> _Problem to solve_
Write out each line exactly as it stands, please.

> _Data entries_
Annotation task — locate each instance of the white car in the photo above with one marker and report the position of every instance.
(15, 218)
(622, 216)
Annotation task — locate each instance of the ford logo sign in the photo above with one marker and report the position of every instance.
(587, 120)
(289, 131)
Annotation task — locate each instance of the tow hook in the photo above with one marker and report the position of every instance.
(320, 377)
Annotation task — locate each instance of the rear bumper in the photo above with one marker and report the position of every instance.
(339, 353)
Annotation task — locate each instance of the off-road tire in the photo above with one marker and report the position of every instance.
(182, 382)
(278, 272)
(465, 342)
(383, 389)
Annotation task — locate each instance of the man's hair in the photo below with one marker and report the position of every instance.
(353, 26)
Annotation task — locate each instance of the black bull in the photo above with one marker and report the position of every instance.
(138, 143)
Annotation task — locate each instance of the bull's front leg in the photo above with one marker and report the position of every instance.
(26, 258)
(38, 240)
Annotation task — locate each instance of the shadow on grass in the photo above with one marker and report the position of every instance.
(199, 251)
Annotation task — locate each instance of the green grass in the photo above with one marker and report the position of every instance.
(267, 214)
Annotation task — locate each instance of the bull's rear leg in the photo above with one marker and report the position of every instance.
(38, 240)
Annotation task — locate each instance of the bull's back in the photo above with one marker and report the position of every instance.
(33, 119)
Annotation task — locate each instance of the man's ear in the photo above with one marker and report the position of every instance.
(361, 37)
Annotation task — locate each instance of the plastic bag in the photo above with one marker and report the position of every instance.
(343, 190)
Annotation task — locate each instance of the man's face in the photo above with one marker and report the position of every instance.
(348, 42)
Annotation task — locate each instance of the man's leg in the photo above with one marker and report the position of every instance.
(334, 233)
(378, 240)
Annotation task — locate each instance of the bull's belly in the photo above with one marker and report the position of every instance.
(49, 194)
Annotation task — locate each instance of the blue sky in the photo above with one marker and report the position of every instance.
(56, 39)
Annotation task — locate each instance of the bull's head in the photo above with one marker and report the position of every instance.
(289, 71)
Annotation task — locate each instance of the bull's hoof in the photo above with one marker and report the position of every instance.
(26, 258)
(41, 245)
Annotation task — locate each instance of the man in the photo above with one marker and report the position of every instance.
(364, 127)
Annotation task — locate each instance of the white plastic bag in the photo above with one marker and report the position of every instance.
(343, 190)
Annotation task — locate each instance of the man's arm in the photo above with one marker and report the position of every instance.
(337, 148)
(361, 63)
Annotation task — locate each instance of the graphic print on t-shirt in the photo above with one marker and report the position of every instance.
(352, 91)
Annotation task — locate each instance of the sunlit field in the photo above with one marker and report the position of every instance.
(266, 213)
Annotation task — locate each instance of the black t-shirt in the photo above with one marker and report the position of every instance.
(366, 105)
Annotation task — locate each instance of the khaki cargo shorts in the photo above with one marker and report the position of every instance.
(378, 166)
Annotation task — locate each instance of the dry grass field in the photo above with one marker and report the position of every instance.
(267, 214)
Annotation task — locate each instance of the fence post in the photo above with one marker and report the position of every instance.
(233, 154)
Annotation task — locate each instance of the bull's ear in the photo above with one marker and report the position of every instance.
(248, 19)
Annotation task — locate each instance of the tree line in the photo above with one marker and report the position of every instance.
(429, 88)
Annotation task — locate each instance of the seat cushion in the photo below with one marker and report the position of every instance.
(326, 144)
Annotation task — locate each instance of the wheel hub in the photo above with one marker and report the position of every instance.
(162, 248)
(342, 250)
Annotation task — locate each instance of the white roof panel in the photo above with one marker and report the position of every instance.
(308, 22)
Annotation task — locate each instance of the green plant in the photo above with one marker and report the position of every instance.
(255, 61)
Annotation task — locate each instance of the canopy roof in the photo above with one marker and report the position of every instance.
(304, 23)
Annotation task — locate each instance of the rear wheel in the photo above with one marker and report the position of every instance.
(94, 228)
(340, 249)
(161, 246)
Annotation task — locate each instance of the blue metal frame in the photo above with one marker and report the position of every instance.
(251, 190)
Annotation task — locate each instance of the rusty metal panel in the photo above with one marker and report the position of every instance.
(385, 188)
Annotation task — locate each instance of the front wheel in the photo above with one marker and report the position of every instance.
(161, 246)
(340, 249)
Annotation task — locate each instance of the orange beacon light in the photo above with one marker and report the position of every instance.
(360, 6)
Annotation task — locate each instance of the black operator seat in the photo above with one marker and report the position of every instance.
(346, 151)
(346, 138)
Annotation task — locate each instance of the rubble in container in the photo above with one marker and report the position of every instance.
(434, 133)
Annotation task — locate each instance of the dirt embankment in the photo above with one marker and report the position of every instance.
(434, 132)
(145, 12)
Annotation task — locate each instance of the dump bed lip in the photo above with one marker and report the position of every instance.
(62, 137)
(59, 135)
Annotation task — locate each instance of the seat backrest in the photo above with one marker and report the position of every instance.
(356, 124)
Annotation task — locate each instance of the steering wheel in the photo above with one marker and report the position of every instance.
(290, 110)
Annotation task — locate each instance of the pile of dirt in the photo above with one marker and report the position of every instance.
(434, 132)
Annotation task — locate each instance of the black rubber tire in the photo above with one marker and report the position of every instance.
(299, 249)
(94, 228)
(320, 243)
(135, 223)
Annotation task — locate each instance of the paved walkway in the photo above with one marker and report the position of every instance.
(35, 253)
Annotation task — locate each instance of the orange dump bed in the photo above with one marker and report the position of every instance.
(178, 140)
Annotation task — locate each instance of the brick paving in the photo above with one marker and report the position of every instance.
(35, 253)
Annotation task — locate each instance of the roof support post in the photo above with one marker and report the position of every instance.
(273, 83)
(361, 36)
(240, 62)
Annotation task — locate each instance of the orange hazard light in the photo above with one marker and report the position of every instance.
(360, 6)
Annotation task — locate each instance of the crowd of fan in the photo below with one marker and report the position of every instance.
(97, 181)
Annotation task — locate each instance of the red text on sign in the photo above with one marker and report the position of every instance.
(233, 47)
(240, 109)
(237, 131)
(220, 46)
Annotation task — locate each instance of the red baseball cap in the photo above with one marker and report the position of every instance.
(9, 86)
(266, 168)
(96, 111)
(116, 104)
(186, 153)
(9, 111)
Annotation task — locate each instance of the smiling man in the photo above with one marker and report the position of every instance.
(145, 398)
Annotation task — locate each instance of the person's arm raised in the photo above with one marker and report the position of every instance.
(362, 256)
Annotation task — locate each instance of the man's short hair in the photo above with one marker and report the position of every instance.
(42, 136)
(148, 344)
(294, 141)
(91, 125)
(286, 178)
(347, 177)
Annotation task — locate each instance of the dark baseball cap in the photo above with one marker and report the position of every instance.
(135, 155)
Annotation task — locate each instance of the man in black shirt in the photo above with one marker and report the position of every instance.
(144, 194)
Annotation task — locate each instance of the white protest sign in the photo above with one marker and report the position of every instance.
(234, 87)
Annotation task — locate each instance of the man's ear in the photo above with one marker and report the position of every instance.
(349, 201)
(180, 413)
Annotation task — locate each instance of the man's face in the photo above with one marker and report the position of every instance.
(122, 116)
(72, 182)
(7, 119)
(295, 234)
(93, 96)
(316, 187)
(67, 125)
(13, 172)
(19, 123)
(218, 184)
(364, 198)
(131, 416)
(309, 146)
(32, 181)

> _Complete response_
Annotation task — locate each instance of the white car in the photo above with one marker and report the position of every instance.
(15, 218)
(622, 216)
Annotation task — locate each instance of the ford logo sign in the photo above with one marker and report the position of every instance.
(587, 120)
(289, 131)
Annotation task — locate each instance of the tow hook in the photo above with one marker and report the position of every instance.
(320, 377)
Annotation task — locate each instance of the rear bumper in the photo above with one marker and report the position of every instance.
(339, 353)
Annotation task — locate each instance of the off-road tire in the photo above with one marker and report the position of every instance.
(182, 382)
(278, 272)
(465, 342)
(383, 389)
Annotation task — locate each instance of the man's hair in the photo below with one marker and report the position of every instance.
(353, 26)
Annotation task — locate each instance of the black bull in the photo above with one marker and report the position of every instance.
(138, 143)
Annotation task — locate each instance of the bull's front leg in the photo above with one marker and report the position of every instance.
(26, 258)
(38, 240)
Annotation task — locate each instance of the shadow on grass in the photo above with one marker and report the position of every instance.
(199, 251)
Annotation task — locate each instance of the green grass in the photo above with one marker and report the position of every instance.
(267, 214)
Annotation task — locate each instance of the bull's rear leg in the photo above with one marker and report the position of every instance.
(38, 240)
Annotation task — locate each instance of the bull's back in the photo above with one marker and report the position of every instance.
(33, 119)
Annotation task — locate each instance of the man's ear in the photo above with one marker and report the position of every instance.
(361, 37)
Annotation task — locate each instance of the plastic bag in the photo above with one marker and report the position of every instance.
(343, 190)
Annotation task — locate each instance of the man's face in the photo above with one marker and report the position of every instance.
(348, 42)
Annotation task — locate each instance of the man's leg in the photo above with one marker and report the position of every instance.
(334, 233)
(378, 240)
Annotation task — locate each instance of the bull's belly in the photo above with one marker and report the position of every instance.
(49, 194)
Annotation task — locate each instance of the blue sky in the photo above with one marker and report the position of every instance.
(56, 39)
Annotation task — locate each instance of the bull's head in the photo above with one marker and report the position of every instance.
(289, 71)
Annotation task — locate each instance of the bull's hoof in the photo above with one marker and report the position of every instance.
(26, 258)
(41, 245)
Annotation task — locate each instance of the man in the photo above with one marker and report the position of every instance.
(364, 127)
Annotation task — locate each instance of the white plastic bag in the photo above with one marker and report the position of every instance.
(343, 190)
Annotation task — locate each instance of the man's arm in the photo above with one marker and report the position of every instance.
(337, 148)
(361, 63)
Annotation task — locate each instance of the graphic print on t-shirt in the photo above with one marker and report the position of every instance.
(352, 91)
Annotation task — locate each instance of the sunlit field in the photo above with one marker and report the position of every instance.
(266, 213)
Annotation task — locate each instance of the black t-shirt in the photo above with one marker and report the position of every instance.
(366, 105)
Annotation task — locate each instance of the khaki cargo shorts in the photo above with one marker and report the position of every instance.
(378, 166)
Annotation task — locate each instance of the dry grass field in the photo above with one marker and report the position of every instance.
(267, 214)
Annotation task — locate each instance of the fence post in the photo above with one marker and report the position of every instance.
(233, 154)
Annotation task — locate each instance of the bull's ear in the photo above with one marker and report the position of every instance.
(248, 19)
Annotation task — locate each instance of the tree line in the photo above with one marker and report the position of every instance.
(429, 88)
Annotation task — locate each instance of the seat cushion in the photo below with one marker and report the position of every instance.
(326, 144)
Annotation task — locate each instance of the wheel hub in the photo above with one marker and report the position of every instance.
(162, 248)
(342, 250)
Annotation task — locate each instance of the white roof panel in the photo above with one marker and report the position of every instance.
(308, 22)
Annotation task — locate each instance of the green plant in the photo above with one marker and report the position of every instance.
(255, 61)
Annotation task — locate each instance of the canopy roof in the photo above with one marker and report the position of every instance.
(304, 23)
Annotation task — locate each instance of the rear wheel in the photo above with one marker and report the position of every instance.
(94, 228)
(340, 249)
(161, 246)
Annotation task — locate each instance of the blue metal frame in the photo above with one marker and report the position of every instance.
(251, 190)
Annotation task — locate each instance of the rusty metal panel in the photo above with one marker and report the position of every instance.
(385, 188)
Annotation task — locate each instance of the front wheel in the photo above with one marker and report the position of every instance.
(161, 246)
(340, 249)
Annotation task — locate each instance of the orange beacon light in the photo above with one marker and report the position of every instance.
(360, 6)
Annotation task — locate each instance of the black operator seat in the photo above with one marker and report the position of every instance.
(346, 151)
(346, 138)
Annotation task — locate each instance of the rubble in container in the photo above with one marker and report the position of every instance.
(434, 133)
Annotation task — locate each instance of the dirt embankment in the photo above with one marker and report the position of every instance.
(434, 132)
(145, 12)
Annotation task — locate each instance of the dump bed lip in the photo above with one marker and report the position of every instance.
(62, 137)
(59, 135)
Annotation task — locate each instance of the seat backrest in the photo above with one marker and report the position of every instance.
(356, 124)
Annotation task — locate each instance of the steering wheel in the photo above with one marker and report the position of every instance.
(290, 110)
Annotation task — locate each instance of the pile of dirt in the photo above with one marker and report the position of every instance.
(434, 132)
Annotation task — locate each instance of the black rubber tire in the photo above with one marker and report the position of every instance.
(299, 249)
(94, 228)
(320, 243)
(135, 223)
Annotation task — locate each instance of the paved walkway in the photo above with one marker and report the position of every instance.
(35, 253)
Annotation task — locate each instance of the orange dump bed in the photo above with one marker and report the position of every instance.
(178, 140)
Annotation task — locate each instance of the brick paving in the photo above with one marker and report the position of every instance.
(35, 253)
Annotation task — locate each instance of the roof support post in the photo above with one marker and report the position of every instance.
(273, 83)
(361, 36)
(240, 62)
Annotation task — locate each instance of the orange hazard light in the photo above with one marker and report the position of every instance.
(360, 6)
Annotation task — locate each instance of the crowd of fan in the photo below with one marker and report the position of every instance.
(97, 181)
Annotation task — locate each instance of the red text on sign in the photo above with one marker and report the position of every instance.
(233, 47)
(240, 109)
(237, 131)
(220, 46)
Annotation task — locate each instance of the red baseball cap in the photo above with one marker and report the position of every instance.
(9, 86)
(266, 168)
(96, 111)
(116, 104)
(186, 153)
(9, 111)
Annotation task — locate each instance of the smiling man in the photo above with one marker and report the position of every instance.
(145, 398)
Annotation task — locate each instance of the person's arm raised in the photo above with one marker and report the position of every instance.
(362, 256)
Annotation task — locate each instance of the man's short hair in the photo above with one marker and report the position of every instance.
(42, 136)
(148, 344)
(294, 141)
(91, 125)
(286, 178)
(347, 177)
Annotation task — locate each instance of the dark baseball cap in the photo above with one marker and report the position of every instance.
(135, 155)
Annotation task — locate each instance of the man in black shirt in the photo above with one marker and report the position of every instance.
(144, 194)
Annotation task — locate each instance of the white protest sign in the photo above with one marker and report the position of every instance.
(234, 87)
Annotation task — locate each instance of the man's ear in the photo above with one marker and report the position of every instance.
(349, 201)
(180, 413)
Annotation task — locate each instance of the man's face in the photo above with one marker and report the position of every instance.
(122, 116)
(72, 182)
(7, 119)
(295, 234)
(93, 96)
(316, 187)
(67, 125)
(13, 172)
(19, 123)
(218, 184)
(364, 198)
(131, 416)
(309, 146)
(32, 181)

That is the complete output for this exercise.